>> Start Supplied material
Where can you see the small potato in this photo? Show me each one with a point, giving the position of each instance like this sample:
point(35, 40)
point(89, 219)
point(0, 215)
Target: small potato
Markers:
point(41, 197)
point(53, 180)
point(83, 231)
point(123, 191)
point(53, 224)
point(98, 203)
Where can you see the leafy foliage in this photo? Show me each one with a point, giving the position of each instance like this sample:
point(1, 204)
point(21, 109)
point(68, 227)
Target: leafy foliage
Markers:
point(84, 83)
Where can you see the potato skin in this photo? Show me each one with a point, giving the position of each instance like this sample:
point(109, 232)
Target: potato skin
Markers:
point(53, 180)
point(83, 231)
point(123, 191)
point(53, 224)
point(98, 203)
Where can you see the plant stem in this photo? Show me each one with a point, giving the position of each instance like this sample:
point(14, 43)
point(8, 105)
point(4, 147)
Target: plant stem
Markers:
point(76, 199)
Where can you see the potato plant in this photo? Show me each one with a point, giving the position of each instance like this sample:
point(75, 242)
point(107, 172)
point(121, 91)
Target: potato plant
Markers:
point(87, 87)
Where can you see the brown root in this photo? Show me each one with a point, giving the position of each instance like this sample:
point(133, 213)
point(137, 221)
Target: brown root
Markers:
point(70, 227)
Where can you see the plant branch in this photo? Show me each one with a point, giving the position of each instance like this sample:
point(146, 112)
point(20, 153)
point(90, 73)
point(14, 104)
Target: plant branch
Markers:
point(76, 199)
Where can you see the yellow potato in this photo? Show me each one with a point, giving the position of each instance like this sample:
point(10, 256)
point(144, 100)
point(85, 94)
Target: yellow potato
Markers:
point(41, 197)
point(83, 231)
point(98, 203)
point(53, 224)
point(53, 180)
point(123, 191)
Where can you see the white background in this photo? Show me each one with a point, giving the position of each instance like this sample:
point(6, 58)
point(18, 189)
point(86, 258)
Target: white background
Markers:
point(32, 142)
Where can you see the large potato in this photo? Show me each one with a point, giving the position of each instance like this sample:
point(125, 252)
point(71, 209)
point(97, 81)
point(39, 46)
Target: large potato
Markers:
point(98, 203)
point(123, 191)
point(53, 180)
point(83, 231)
>> End Supplied material
→ **What you are asked to do**:
Change each "Markers" in all the lines above to "Points", and write the lines out again with nothing else altered.

→ **Answer to this problem**:
Where can you see the small potato in this photo? Show me each one with a point, giving the position of each instance like this sample:
point(35, 40)
point(89, 219)
point(0, 215)
Target: small potato
Points:
point(41, 197)
point(53, 180)
point(83, 231)
point(123, 191)
point(53, 224)
point(98, 203)
Where can you see the leafy foliage in this photo? Show me each one with a point, giving the position of each instance like this sample:
point(1, 204)
point(21, 109)
point(68, 227)
Target: leafy foliage
Points:
point(84, 83)
Where can you see the potato skin in this photo? Show me each one with a point, giving the position of each instance like this sample:
point(109, 232)
Target: potato skin
Points:
point(53, 180)
point(83, 231)
point(123, 191)
point(53, 224)
point(98, 203)
Where can you see the plant stem in this photo? Show me each one with a point, giving the position of each instance like this sample:
point(14, 43)
point(8, 105)
point(4, 147)
Target: plant stem
Points:
point(76, 199)
Where can you see the potato plant in this photo? Show me each one with a point, giving the position of each instance like this sample:
point(75, 242)
point(107, 172)
point(121, 91)
Target: potato plant
Points:
point(87, 87)
Where can you see the brown root in this photo? Show me each one with a point, giving the position of each instance like this sample:
point(133, 213)
point(137, 221)
Target: brown root
Points:
point(70, 227)
Where can you see the plant branch in this photo? Show me each one with a point, giving the position of each instance like this sample:
point(146, 112)
point(20, 153)
point(90, 73)
point(14, 104)
Target: plant branch
Points:
point(76, 199)
Where can you see the yellow potato in this photo? Show me each one with a point, giving the position of each instance like this sample:
point(10, 256)
point(144, 100)
point(85, 94)
Target: yellow potato
Points:
point(41, 197)
point(83, 231)
point(98, 203)
point(53, 224)
point(53, 180)
point(123, 191)
Where can you see the white background in this photo? Show me each one with a point, giving the position of each instance like this sample:
point(6, 58)
point(18, 189)
point(86, 258)
Target: white background
Points:
point(32, 142)
Where can you see the large potato in this photo? Show me each one with a point, giving the position of each instance like this sample:
point(125, 252)
point(71, 209)
point(97, 81)
point(39, 46)
Target: large potato
Points:
point(98, 203)
point(123, 191)
point(53, 180)
point(83, 231)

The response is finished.